_Exercise task_
Make an exact copy of the entries below.

** START OF Dataset excerpts **

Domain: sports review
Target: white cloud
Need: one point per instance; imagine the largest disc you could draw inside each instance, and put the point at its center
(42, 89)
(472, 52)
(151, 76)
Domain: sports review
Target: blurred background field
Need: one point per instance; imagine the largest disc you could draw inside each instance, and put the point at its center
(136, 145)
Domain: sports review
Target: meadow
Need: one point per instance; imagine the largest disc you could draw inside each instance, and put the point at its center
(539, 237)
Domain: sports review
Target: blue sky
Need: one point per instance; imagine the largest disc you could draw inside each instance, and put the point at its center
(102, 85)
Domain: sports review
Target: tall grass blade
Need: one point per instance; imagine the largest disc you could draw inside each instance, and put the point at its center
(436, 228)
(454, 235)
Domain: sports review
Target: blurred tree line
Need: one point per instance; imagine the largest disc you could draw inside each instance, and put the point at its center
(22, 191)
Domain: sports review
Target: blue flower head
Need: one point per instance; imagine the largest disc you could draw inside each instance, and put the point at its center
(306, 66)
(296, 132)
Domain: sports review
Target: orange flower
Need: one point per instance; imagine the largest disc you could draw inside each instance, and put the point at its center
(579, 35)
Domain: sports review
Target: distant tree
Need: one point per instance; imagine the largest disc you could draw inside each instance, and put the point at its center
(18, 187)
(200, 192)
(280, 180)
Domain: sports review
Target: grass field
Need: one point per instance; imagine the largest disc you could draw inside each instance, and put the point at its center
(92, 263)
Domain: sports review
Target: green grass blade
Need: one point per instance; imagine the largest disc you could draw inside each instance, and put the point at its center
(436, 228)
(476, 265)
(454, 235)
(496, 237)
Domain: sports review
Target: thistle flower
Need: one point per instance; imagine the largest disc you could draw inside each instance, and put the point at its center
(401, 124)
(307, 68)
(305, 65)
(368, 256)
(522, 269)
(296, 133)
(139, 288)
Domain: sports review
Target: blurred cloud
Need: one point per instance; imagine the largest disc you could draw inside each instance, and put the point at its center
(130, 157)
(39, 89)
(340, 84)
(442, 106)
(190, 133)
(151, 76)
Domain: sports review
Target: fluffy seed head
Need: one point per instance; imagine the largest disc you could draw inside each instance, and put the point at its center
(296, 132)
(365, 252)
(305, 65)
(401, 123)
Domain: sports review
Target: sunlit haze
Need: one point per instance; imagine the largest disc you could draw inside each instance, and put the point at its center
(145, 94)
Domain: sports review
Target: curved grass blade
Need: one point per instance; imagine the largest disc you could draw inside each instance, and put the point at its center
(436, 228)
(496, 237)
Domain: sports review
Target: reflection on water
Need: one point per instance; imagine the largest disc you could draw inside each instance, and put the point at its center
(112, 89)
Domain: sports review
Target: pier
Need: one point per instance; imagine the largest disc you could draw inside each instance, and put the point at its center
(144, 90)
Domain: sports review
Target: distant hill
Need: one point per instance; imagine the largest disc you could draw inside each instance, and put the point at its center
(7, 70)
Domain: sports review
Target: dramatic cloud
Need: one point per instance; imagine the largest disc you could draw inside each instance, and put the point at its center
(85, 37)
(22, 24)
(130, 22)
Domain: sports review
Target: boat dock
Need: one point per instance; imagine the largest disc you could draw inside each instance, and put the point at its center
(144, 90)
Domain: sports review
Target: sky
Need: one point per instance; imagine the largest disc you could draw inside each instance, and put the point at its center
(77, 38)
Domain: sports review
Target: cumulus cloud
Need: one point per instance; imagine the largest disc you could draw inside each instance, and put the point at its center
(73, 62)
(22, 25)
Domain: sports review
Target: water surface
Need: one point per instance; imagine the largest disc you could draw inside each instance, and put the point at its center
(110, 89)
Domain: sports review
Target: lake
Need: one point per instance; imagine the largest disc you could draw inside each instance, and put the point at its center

** END OF Dataset excerpts **

_Result_
Domain: sports review
Target: white cloud
Need: one point per instance; imagine the largest disc you could draw inside each instance, and put the point at its center
(42, 89)
(472, 52)
(151, 76)
Domain: sports review
Target: blurred background field
Need: one point per instance; imagine the largest disc you could draw inside each instance, and put the point at its center
(136, 145)
Domain: sports review
Target: meadow
Need: one point per instance; imagine the largest disc you could draw inside each instance, and put the point at its center
(539, 237)
Domain: sports review
Target: blue sky
Need: one point per instance; imagine the largest disc you could draw inside each instance, and put the point at its center
(102, 85)
Domain: sports review
Target: tall grass blade
Need: one point per instance; imagine the largest disc you could draw inside each instance, and put the point at its center
(436, 228)
(454, 235)
Domain: sports review
Target: blurred tree line
Need: one point per instance; imagine the largest disc you could draw inside each instance, and put the point at its center
(22, 191)
Domain: sports review
Target: blue flower head
Need: one point per instance; imagine the largest disc you could draw inside each instance, and put the point at its center
(306, 66)
(296, 132)
Domain: sports review
Target: orange flower
Need: one point per instance; imagine the largest disc you could draw inside each instance, and put the point at its center
(579, 35)
Domain: sports review
Target: distant tree
Need: one point per instance; imagine the largest disc you could draw inside each instance, and put the point at its center
(18, 187)
(200, 192)
(280, 180)
Domain: sports review
Target: grass field
Need: one point per instance; imagine the largest disc you could draw inside each instance, and put the point at its center
(92, 263)
Domain: sports review
Target: green grass blade
Need: one point per instance; imagine the largest disc you could draw inside each instance, and put the point at its center
(436, 228)
(476, 265)
(454, 235)
(496, 237)
Domain: sports review
Target: thistle flower
Need: one point per instance; imagine the largest disc you could draw inside each instance, and put the point at its center
(401, 124)
(307, 68)
(305, 65)
(368, 256)
(522, 269)
(296, 133)
(139, 288)
Domain: sports review
Target: blurred cloud
Need: one point per instance; imagine the largest disc you could draw inside each instance, and put the point at its center
(130, 157)
(39, 89)
(340, 84)
(442, 106)
(190, 133)
(151, 76)
Domain: sports review
Target: fluffy seed head
Need: one point per instance; imagine the largest disc you could draw inside each instance, and put the point at its center
(296, 132)
(365, 252)
(305, 65)
(401, 123)
Domain: sports review
Target: sunlit haze
Need: one point per instance; imagine the largest disc you could draw inside each instance, and put the point at its center
(145, 94)
Domain: sports review
Target: curved grass blade
Need: one point per instance; imagine the largest disc you could draw inside each instance, and put the point at its center
(436, 228)
(496, 237)
Domain: sports review
Target: reflection on water
Need: one point per instance; imagine the largest disc you could draw inside each instance, and put the point at its center
(112, 89)
Domain: sports review
Target: pier
Need: one point per instance; imagine the largest disc you could draw inside each instance, and put the point at its center
(144, 90)
Domain: sports review
Target: distant hill
Need: one point per instance; imagine the largest disc you could draw inside each instance, and put the point at its center
(7, 70)
Domain: sports review
Target: dramatic cloud
Need: one point per instance; imagine the largest disc you could draw inside each instance, and put the point at its center
(85, 37)
(22, 24)
(130, 22)
Domain: sports review
Target: boat dock
Need: one point per instance; imagine the largest disc you could draw inside each instance, and put the point at its center
(144, 90)
Domain: sports review
Target: sky
Need: one point per instance; imagine the largest disc you could draw inside each instance, and put the point at its center
(77, 38)
Domain: sports review
Target: cumulus cloud
Need: one point per instance; imagine the largest disc you could draw inside each instance, and put the point at its center
(73, 62)
(22, 25)
Domain: sports review
Target: water surface
Need: one point per instance; imagine the largest disc you could draw inside each instance, and put the point at its center
(110, 89)
Domain: sports review
Target: lake
Need: one point per instance; imagine the largest disc you could draw inside each instance, and put the point at its center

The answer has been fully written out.